Kiedy wyciągnął dłoń spod płaszcza żeby sięgnąć po bukłak z wodą, mogła łatwo dostrzec skrywane pod nim płyty zbroi. Odwiązał bukłak od plecaka i przechylił się w stronę kobiety, żeby go jej podać. Jednocześnie nie wyrażał żadnych emocji, chociaż kiedy zauważył jej poranione kolana mogła odnieść z goła inne wrażenie. Pytanie o miejsce w którym się znajdują zbył wzruszeniem ramionami. Najwyraźniej nie przywiązywał do tego wagi.

A samo miejsce w jakim niespodziewanie znalazła się kobieta było dość urokliwe. Wąska kotlina między drzewami, wyżłobiona zapewne przez dawny strumyk który obecnie wysechł. Gałęzie mniejszych drzew i krzewów przerzucały się nad rozpadliną osłaniając ją częściowo od deszczu.
Jenya
Rasa:
Profesje:

Post autor: Jenya »

-Dziękuję bardzo.- Uśmiechnęła się pogodnie i nalała trochę do miski. Zwróciła mu resztą i zamieszała zioła by uzyskać gęstą, zieloną konsystencję. Nałożyła to na poranione kolana marszcząc lekko brwi. Teraz pozostało jedynie poczekać. Oparła ręce za sobą i spojrzała w niebo.
-Jestem Jenya. A ty?- Rzuciła luźno, tak by tylko zagadać. Widziała, że mężczyzna nie palił się do rozmowy. Nie zaszkodzi jednak spróbować.
-Miała mi się trafić świetna okazja. Teleportacja do każdego miasta, niska cena. I trafiłam... tutaj. Nawet nie wiem dokładnie gdzie.- Wyciągnęła z plecaka poniszczony zwój i rozwinęła go na trawie obok siebie. Okazało się, że była to mapa. Jak jednak ma to jej pomóc w dotarciu gdziekolwiek, skoro nawet nie wie w pobliżu jakiego miasta jest? Teleportacja mogła ją wysłać gdziekolwiek.
Awatar użytkownika
Gart
Urzeczywistniający Marzenia
Posty: 521
Rejestracja: 13 lat temu
Rasa: Człowiek
Profesje:
Kontakt:

Post autor: Gart »

Przyglądał się uważnie temu co dodawała do maści, jak i samym jej ruchom. Milczał cały czas. Kiedy rozwinęła mapę zwrócił na nią swoje spojrzenie. Dłuzszą chwilę się w nią wpatrywał, po czym podniósł z ziemi patyk i nie ruszając się z miejsca w milczeniu zakreślił na papierze dość spory okrąg wokoło lasów zaraz obok pustyni, na południe.
Odrzucił patyk i nie przerywając monologu kobiety, co jakiś czas spoglądał na nią uważnie nadal nic nie mówiąc.
Jenya
Rasa:
Profesje:

Post autor: Jenya »

**Cele:**
A - Odpowiedz na pytania do fragmentu dokumentu:
(i) Co kobieta mogła dostrzec pod płaszczem mężczyzny, kiedy wyciągnął dłoń po bukłak?
(ii) Przez co zapewne została wyżłobiona kotlina między drzewami?
(iii) Co Gart zakreślił patykiem na mapie?
B - Przepisz dokładnie część fragmentu dokumentu: zacznij od słów „Post autor: Gart”, a skończ po słowach „nic nie mówiąc.”.
C - Dlaczego według fragmentu dokumentu mapa nie mogła od razu pomóc Jenyi w dotarciu gdziekolwiek? Wyjaśnij w jednym do trzech zdań.

**Dostępne dane:**
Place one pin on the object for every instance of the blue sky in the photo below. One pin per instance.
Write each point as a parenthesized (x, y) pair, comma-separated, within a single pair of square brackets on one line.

**W odpowiedzi:**
A -
(i) Skrywane pod płaszczem płyty zbroi.
(ii) Przez dawny strumyk, który obecnie wysechł.
(iii) Dość spory okrąg wokół lasów zaraz obok pustyni, na południe.

B -
Post autor: Gart »

Przyglądał się uważnie temu co dodawała do maści, jak i samym jej ruchom. Milczał cały czas. Kiedy rozwinęła mapę zwrócił na nią swoje spojrzenie. Dłuzszą chwilę się w nią wpatrywał, po czym podniósł z ziemi patyk i nie ruszając się z miejsca w milczeniu zakreślił na papierze dość spory okrąg wokoło lasów zaraz obok pustyni, na południe.
Odrzucił patyk i nie przerywając monologu kobiety, co jakiś czas spoglądał na nią uważnie nadal nic nie mówiąc.

C - Jenya nie wiedziała nawet, w pobliżu jakiego miasta się znajduje, ponieważ teleportacja mogła ją wysłać gdziekolwiek.